* _TASK BRIEF_:
State how many of the lines below contain the string "shop", treating uppercase and lowercase as different, and reply with the number alone.

Pointing records:
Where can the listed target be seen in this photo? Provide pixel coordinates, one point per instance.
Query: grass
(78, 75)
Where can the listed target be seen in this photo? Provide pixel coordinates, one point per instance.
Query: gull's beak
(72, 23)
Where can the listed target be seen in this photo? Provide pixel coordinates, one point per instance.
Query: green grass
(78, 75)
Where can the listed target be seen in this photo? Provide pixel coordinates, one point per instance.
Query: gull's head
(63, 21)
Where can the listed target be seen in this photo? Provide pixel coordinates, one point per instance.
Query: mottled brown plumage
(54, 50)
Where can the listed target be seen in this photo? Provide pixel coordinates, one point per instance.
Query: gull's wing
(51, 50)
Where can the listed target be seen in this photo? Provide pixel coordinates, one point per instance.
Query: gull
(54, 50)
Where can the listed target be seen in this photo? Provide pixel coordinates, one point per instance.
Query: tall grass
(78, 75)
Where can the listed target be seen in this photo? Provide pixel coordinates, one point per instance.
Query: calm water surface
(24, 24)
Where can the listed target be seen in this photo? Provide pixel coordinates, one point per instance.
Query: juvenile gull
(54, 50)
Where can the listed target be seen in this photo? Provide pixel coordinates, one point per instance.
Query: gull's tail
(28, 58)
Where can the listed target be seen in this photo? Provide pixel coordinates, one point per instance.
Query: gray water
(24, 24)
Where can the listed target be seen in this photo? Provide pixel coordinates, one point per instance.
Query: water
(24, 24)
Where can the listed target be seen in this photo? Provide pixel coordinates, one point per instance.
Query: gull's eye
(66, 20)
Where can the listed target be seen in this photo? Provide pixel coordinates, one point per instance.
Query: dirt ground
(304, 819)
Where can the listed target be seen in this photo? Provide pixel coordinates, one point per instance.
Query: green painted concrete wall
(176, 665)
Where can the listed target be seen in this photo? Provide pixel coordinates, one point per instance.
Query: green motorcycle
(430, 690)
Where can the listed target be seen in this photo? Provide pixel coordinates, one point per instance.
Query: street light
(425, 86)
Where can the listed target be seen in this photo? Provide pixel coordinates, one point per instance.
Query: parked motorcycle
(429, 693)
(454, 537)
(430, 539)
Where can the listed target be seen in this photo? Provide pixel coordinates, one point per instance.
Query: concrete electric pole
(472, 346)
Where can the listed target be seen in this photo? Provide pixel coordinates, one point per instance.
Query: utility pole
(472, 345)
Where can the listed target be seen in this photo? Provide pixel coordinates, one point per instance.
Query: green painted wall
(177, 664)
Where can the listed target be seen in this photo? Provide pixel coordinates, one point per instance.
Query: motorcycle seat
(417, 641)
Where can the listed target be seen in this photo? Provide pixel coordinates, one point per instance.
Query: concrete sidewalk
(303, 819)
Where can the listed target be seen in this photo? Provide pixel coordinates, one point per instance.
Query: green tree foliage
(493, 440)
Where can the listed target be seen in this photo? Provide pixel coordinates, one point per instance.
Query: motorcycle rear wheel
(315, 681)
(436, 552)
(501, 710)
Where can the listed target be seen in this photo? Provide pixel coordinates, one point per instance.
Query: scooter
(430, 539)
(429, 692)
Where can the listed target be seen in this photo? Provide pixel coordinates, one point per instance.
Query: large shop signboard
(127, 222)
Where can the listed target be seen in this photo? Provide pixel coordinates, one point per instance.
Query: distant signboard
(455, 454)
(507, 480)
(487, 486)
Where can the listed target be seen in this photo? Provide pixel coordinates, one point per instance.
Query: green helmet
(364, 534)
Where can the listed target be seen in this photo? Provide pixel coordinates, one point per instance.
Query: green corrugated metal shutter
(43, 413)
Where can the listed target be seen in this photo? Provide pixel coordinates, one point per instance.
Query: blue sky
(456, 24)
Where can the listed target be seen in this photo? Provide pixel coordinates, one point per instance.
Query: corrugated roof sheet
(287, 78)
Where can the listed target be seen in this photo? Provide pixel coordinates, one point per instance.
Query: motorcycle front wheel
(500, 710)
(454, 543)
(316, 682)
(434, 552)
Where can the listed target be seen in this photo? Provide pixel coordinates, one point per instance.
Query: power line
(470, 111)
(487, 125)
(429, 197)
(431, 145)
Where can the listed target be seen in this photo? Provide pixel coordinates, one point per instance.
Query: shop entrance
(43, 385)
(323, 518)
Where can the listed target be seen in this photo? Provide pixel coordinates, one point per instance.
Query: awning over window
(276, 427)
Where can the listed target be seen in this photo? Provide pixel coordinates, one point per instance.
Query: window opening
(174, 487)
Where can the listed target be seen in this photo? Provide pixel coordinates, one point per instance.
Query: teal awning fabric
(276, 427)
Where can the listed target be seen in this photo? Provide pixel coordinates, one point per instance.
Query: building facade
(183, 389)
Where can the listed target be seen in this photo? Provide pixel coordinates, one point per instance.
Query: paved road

* _REPLY_:
2